[PROVIDED RECORDS]:
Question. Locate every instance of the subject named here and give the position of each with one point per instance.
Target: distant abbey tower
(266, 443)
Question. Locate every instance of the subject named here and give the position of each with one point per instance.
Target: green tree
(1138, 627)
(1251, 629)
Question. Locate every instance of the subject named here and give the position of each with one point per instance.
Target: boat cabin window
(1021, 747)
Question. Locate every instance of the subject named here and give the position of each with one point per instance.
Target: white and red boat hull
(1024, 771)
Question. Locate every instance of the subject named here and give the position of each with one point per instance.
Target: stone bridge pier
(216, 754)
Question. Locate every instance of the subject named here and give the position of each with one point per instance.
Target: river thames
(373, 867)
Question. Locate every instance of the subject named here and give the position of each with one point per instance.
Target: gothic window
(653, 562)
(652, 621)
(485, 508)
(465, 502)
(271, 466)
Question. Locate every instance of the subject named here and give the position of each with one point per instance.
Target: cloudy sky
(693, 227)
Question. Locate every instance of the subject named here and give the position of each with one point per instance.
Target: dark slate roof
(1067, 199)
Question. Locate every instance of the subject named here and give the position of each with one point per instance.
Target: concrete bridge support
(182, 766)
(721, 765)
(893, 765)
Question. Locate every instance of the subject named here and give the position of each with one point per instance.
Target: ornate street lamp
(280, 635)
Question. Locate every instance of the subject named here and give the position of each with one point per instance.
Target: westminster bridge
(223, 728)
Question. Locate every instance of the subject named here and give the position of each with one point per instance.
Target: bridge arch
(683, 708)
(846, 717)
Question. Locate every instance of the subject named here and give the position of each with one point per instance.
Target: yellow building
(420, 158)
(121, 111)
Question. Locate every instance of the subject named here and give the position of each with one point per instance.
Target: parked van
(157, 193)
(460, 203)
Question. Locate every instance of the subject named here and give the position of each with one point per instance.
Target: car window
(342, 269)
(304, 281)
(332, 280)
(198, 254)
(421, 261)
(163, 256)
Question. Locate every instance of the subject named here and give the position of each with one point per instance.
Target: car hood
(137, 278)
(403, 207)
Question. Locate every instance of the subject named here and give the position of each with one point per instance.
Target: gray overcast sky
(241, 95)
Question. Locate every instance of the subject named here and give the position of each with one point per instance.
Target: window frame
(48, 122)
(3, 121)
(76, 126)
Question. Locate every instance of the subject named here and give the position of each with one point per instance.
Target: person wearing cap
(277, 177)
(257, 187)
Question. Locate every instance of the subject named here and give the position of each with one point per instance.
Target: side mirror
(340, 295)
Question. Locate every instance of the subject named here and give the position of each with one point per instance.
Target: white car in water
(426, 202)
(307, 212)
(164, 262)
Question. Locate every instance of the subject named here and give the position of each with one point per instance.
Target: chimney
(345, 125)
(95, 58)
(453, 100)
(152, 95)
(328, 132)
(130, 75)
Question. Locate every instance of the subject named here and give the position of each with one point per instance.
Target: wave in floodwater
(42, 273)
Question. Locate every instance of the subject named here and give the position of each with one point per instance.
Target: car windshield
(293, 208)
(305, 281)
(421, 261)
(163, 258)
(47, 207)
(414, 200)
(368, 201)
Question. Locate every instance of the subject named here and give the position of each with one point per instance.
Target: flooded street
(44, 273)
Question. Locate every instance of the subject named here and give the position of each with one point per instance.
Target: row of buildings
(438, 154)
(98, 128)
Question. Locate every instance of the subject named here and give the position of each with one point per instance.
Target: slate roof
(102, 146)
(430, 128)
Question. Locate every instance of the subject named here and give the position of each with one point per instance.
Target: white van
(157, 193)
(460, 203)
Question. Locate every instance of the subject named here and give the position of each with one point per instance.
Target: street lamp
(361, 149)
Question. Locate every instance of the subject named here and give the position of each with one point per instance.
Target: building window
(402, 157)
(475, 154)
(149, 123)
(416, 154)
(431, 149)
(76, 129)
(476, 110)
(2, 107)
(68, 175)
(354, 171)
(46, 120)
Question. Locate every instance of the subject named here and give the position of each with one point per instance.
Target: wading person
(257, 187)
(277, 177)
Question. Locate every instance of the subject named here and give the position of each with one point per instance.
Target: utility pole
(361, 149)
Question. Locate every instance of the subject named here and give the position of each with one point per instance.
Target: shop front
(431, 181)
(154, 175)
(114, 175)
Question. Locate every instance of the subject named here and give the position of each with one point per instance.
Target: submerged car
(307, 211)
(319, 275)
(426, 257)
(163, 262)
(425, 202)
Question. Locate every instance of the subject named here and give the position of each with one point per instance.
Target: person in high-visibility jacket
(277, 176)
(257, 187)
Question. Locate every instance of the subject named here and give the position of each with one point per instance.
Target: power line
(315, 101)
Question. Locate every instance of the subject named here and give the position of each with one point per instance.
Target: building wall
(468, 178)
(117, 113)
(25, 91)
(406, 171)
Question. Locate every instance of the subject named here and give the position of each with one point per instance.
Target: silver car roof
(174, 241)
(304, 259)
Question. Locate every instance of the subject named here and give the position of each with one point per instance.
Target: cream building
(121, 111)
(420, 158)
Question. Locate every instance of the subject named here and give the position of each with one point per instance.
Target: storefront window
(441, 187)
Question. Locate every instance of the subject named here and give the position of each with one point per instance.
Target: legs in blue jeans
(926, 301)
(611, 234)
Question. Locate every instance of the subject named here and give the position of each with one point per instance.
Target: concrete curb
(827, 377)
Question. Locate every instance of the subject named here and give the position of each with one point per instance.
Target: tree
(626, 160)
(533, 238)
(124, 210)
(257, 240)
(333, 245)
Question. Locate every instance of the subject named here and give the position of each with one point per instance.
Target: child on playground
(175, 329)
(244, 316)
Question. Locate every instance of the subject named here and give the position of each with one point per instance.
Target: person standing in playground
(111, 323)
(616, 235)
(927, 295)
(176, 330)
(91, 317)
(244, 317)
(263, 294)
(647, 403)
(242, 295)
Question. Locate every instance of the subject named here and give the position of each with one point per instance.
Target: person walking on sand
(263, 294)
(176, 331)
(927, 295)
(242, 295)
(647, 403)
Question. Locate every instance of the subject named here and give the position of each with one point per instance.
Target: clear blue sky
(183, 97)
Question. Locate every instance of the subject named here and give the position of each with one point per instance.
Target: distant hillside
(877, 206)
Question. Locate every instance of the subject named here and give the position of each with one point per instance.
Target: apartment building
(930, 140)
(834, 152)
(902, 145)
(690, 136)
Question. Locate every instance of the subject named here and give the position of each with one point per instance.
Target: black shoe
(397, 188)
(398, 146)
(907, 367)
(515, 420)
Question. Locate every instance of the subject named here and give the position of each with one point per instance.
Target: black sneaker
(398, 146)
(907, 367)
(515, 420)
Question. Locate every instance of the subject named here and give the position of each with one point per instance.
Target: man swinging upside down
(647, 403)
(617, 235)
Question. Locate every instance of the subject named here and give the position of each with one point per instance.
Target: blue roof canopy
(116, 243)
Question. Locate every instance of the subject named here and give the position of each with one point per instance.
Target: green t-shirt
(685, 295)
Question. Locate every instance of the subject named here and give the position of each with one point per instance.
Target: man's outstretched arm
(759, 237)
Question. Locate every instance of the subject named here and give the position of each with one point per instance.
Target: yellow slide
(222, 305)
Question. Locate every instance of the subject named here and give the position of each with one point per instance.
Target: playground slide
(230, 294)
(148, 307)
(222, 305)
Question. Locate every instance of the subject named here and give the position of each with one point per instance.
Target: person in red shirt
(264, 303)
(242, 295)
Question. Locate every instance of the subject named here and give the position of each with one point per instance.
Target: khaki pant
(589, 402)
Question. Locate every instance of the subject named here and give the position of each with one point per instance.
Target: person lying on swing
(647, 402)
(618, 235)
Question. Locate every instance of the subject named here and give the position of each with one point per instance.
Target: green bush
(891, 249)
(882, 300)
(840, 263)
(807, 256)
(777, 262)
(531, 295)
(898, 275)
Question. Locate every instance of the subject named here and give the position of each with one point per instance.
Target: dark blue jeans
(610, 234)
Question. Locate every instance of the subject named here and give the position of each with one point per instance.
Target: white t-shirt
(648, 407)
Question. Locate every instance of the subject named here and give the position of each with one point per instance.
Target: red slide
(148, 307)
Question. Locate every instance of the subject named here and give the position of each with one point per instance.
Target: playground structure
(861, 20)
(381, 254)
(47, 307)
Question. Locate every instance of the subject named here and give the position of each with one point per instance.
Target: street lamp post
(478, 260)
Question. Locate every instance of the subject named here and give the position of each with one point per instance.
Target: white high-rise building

[WHAT IS BEING ASKED]:
Pull out every line of the material above that contains the string "bridge". Case counts.

[RESPONSE TO THIS EXERCISE]:
Target: stone bridge pier
Target: concrete bridge support
Target: westminster bridge
Target: bridge arch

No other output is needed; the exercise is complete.